• _GIVEN TASK_
What follows are records. Restate all of them word for word.

Data entries
* begin *

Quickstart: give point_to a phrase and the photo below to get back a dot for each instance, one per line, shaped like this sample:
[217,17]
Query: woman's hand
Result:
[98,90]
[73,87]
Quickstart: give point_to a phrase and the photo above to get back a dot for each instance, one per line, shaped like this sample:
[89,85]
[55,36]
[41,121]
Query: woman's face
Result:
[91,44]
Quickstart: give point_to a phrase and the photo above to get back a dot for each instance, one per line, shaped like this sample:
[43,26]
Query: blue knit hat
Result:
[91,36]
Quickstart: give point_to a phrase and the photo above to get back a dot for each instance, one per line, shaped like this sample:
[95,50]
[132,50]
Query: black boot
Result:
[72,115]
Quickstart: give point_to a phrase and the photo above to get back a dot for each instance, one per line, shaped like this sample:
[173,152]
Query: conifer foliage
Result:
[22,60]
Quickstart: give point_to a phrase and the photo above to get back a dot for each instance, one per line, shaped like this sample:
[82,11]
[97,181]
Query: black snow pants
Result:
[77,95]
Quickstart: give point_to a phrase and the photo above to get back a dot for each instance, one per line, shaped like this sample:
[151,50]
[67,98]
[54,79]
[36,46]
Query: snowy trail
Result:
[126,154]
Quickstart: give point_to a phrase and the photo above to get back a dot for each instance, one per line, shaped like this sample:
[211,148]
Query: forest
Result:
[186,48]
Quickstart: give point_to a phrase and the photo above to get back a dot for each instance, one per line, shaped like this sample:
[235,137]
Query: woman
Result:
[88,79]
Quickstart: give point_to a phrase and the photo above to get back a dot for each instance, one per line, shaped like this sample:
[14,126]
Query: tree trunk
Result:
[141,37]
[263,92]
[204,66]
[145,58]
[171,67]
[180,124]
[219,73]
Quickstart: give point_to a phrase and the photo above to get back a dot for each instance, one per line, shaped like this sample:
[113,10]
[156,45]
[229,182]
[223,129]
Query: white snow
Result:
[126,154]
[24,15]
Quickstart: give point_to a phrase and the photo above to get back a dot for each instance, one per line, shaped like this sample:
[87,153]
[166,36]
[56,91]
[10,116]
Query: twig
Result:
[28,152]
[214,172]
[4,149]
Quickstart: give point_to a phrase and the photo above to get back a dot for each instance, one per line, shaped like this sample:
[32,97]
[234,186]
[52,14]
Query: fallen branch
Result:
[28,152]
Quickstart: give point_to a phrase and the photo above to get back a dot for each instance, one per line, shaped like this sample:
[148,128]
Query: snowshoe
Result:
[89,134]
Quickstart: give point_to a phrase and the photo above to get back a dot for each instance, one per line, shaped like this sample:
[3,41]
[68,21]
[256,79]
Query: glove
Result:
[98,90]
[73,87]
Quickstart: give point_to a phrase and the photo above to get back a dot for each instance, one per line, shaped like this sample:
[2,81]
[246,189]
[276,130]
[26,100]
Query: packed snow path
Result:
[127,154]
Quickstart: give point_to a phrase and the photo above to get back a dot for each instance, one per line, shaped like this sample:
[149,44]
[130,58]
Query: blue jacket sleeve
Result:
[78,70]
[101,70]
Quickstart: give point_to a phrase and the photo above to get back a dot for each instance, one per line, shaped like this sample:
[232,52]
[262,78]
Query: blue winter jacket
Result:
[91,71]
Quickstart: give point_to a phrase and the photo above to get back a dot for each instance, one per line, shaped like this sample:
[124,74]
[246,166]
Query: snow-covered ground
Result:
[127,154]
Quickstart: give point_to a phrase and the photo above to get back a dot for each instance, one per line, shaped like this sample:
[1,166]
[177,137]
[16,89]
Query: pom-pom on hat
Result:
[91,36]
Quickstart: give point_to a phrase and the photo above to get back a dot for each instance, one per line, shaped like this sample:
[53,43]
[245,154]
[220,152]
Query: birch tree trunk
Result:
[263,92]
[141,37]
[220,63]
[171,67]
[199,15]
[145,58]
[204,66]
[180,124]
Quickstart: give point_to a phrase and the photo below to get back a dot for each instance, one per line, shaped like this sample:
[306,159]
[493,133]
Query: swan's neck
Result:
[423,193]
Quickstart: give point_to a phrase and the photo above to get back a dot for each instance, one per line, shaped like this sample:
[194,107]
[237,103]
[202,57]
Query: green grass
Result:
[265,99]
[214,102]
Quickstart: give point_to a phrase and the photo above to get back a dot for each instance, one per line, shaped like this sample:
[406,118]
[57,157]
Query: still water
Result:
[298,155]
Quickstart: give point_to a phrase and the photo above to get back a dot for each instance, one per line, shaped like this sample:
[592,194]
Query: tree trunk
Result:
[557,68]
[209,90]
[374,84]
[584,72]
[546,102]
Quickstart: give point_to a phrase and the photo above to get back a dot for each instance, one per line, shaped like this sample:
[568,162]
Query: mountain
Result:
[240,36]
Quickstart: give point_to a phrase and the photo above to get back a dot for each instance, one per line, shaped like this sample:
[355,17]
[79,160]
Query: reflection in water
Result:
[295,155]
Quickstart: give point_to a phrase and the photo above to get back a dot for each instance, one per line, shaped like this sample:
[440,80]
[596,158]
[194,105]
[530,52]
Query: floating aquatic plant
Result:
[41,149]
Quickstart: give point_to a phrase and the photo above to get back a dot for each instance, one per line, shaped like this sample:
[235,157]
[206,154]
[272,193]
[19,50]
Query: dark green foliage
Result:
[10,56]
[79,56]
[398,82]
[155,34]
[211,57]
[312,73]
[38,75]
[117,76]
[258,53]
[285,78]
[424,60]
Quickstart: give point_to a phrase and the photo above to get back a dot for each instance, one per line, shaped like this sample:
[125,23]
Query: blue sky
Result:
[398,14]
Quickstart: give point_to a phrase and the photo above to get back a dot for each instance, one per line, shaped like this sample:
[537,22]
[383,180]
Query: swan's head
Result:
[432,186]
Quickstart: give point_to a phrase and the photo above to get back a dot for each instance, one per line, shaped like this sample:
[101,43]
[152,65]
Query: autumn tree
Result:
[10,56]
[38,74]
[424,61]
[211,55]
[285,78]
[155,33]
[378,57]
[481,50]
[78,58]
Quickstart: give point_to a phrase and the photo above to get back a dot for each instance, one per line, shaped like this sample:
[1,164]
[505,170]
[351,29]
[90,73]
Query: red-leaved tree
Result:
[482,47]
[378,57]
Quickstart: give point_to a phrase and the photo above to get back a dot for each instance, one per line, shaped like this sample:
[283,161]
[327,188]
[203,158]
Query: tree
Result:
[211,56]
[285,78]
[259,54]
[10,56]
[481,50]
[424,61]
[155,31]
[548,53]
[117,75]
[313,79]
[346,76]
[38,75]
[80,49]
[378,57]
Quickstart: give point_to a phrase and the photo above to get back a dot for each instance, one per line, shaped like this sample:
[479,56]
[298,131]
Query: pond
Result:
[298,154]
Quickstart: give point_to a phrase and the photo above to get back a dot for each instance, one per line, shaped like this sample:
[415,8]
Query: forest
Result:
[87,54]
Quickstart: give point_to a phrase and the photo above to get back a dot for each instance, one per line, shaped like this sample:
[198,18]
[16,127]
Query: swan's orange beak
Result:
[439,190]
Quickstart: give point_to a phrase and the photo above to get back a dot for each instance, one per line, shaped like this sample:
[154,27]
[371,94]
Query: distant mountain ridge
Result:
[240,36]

* end *

• _ANSWER IN FULL_
Quickstart: give point_to a phrase and the photo below to get back a dot for each instance, one per line, shaped like this sample:
[217,17]
Query: woman's hand
Result:
[98,90]
[73,87]
Quickstart: give point_to a phrase and the photo above to get back a dot for each instance, one per line, shaped like this sample:
[89,85]
[55,36]
[41,121]
Query: woman's face
Result:
[91,44]
Quickstart: give point_to a phrase and the photo above to get back a dot for each instance, one per line, shaped like this sample:
[43,26]
Query: blue knit hat
Result:
[91,36]
Quickstart: give point_to a phrase and the photo above to get back a dot for each instance, one per line, shaped like this sample:
[95,50]
[132,50]
Query: black boot
Result:
[72,115]
Quickstart: give point_to a phrase and the photo above to get back a dot for each instance, one per line, shaped like this sample:
[173,152]
Query: conifer foliage
Result:
[22,60]
Quickstart: give point_to a phrase and the photo above to get back a dot for each instance, one per line, shaped like this sample:
[82,11]
[97,181]
Query: black snow pants
Result:
[77,95]
Quickstart: give point_to a phrase and the photo above to get back a dot for each instance, one per line, shaped like this sample:
[151,50]
[67,98]
[54,79]
[36,46]
Query: snowy trail
Result:
[126,154]
Quickstart: give point_to a phrase and the photo above to get back a dot for each instance, one per line, shaped like this sample:
[211,148]
Query: forest
Result:
[186,48]
Quickstart: give point_to a phrase and the photo above to get back a dot for each instance, one per line, shaped like this sample:
[235,137]
Query: woman
Result:
[88,79]
Quickstart: give point_to a phrase and the photo above to get back a dot for each instance, one per line, shaped like this sample:
[14,126]
Query: tree trunk
Result:
[141,37]
[263,92]
[204,66]
[145,58]
[171,67]
[180,124]
[219,73]
Quickstart: give point_to a phrase and the photo above to get back a dot for each instance, one per line, shaped like this sample:
[113,10]
[156,45]
[229,182]
[223,129]
Query: white snow
Result:
[126,154]
[24,15]
Quickstart: give point_to a phrase and the photo above to get back a dot for each instance, one per line, shaped like this sample:
[87,153]
[166,36]
[56,91]
[10,116]
Query: twig
Result:
[28,152]
[214,172]
[4,149]
Quickstart: give point_to a phrase and the photo above to get back a dot for each instance, one per line, shaped like this sample:
[32,97]
[234,186]
[52,14]
Query: fallen branch
Result:
[28,152]
Quickstart: give point_to a phrase and the photo above to get back a dot for each instance, one per line, shaped like this sample:
[148,128]
Query: snowshoe
Result:
[89,134]
Quickstart: give point_to a phrase and the photo above to get back a dot for each instance, one per line, shaped like this sample:
[3,41]
[68,21]
[256,79]
Query: glove
Result:
[98,90]
[73,87]
Quickstart: give point_to a phrase and the photo above to get back a dot for each instance, one per line, shaped like this sample:
[2,81]
[246,189]
[276,130]
[26,100]
Query: packed snow path
Result:
[127,154]
Quickstart: give point_to a phrase and the photo above to get back a dot for each instance, one per line, shaped like this sample:
[149,44]
[130,58]
Query: blue jacket sleeve
Result:
[78,70]
[101,70]
Quickstart: give point_to a phrase and the photo above to get back a dot for each instance, one per line, shaped like this sample:
[232,52]
[262,78]
Query: blue winter jacket
Result:
[91,71]
Quickstart: give point_to a phrase and the photo above to get back a dot for each instance, one per line, shaped like this sample:
[124,74]
[246,166]
Query: snow-covered ground
Result:
[127,154]
Quickstart: give point_to a phrase and the photo above to get back a dot for each instance, one per line, shaped like this sample:
[1,166]
[177,137]
[16,89]
Query: pom-pom on hat
Result:
[91,36]
Quickstart: give point_to a phrase and the photo above to get back a dot for each instance, one per line, shaped like this sample:
[53,43]
[245,154]
[220,152]
Query: birch tree trunk
Result:
[263,92]
[141,37]
[220,63]
[171,67]
[199,15]
[145,58]
[204,66]
[180,124]
Quickstart: give point_to a phrase and the photo below to get back a dot for each instance, one per line, shaped like this sample:
[306,159]
[493,133]
Query: swan's neck
Result:
[423,193]
Quickstart: give point_to a phrase and the photo above to get back a dot for each instance, one per line, shaped like this sample:
[194,107]
[237,103]
[202,57]
Query: green grass
Result:
[265,99]
[214,102]
Quickstart: give point_to a phrase and the photo above to get back a dot for each instance, one per line, shaped like this sample:
[406,118]
[57,157]
Query: still water
Result:
[298,155]
Quickstart: give point_to a phrase and the photo above to get back a dot for each instance, one per line, shaped like this sample:
[592,194]
Query: tree trunk
Result:
[557,68]
[209,90]
[374,84]
[584,72]
[546,102]
Quickstart: give point_to a phrase and the photo above to get back a dot for each instance, one per line, shaped like this sample:
[568,162]
Query: mountain
Result:
[240,36]
Quickstart: give point_to a phrase and the photo above to get back a dot for each instance, one per line, shaped like this sample:
[355,17]
[79,160]
Query: reflection in water
Result:
[295,155]
Quickstart: give point_to a phrase and the photo above to get back a dot for each instance, one per line, shaped like this sample:
[440,80]
[596,158]
[194,105]
[530,52]
Query: floating aquatic plant
Result:
[41,149]
Quickstart: give point_to a phrase and the photo above to get back a dot for each instance, one per line, shaped like this sample:
[235,157]
[206,154]
[272,193]
[19,50]
Query: dark green foliage
Result:
[10,56]
[79,56]
[398,82]
[155,34]
[211,57]
[312,73]
[38,75]
[117,76]
[258,53]
[285,78]
[424,60]
Quickstart: give point_to a phrase and the photo above to get back a dot for each instance, one per line, shaped like this sample:
[125,23]
Query: blue sky
Result:
[398,14]
Quickstart: give point_to a phrase and the photo above to get back a dot for each instance, one per line, shaped like this sample:
[537,22]
[383,180]
Query: swan's head
Result:
[432,186]
Quickstart: give point_to a phrase and the photo above to get back a dot for each instance, one per line, shaped like this sample:
[101,43]
[152,65]
Query: autumn tree
Result:
[10,56]
[38,74]
[424,61]
[211,55]
[285,78]
[155,33]
[378,57]
[481,50]
[78,58]
Quickstart: give point_to a phrase and the photo above to get back a dot for each instance, one per line, shaped like this sample:
[1,164]
[505,170]
[351,29]
[90,73]
Query: red-leaved tree
Result:
[482,47]
[378,57]
Quickstart: give point_to a phrase and the photo above to get back a dot for each instance, one per line, shaped like this sample:
[283,161]
[327,188]
[203,158]
Query: tree
Result:
[211,56]
[285,78]
[259,54]
[10,56]
[481,50]
[424,61]
[155,31]
[548,53]
[117,75]
[313,79]
[346,76]
[38,75]
[80,49]
[378,57]
Quickstart: give point_to a phrase and the photo above to get back a dot for each instance, one per line, shaped like this sample:
[479,56]
[298,131]
Query: pond
Result:
[298,154]
Quickstart: give point_to a phrase and the photo above to get back a dot for each instance, one per line, shaped like this sample:
[415,8]
Query: forest
Result:
[87,54]
Quickstart: give point_to a phrase and the photo above to get back a dot for each instance, one per line, shaped like this sample:
[198,18]
[16,127]
Query: swan's orange beak
Result:
[439,190]
Quickstart: give point_to a phrase and the photo above to get back a dot for each instance, one per line, shaped like this sample:
[154,27]
[371,94]
Query: distant mountain ridge
Result:
[240,36]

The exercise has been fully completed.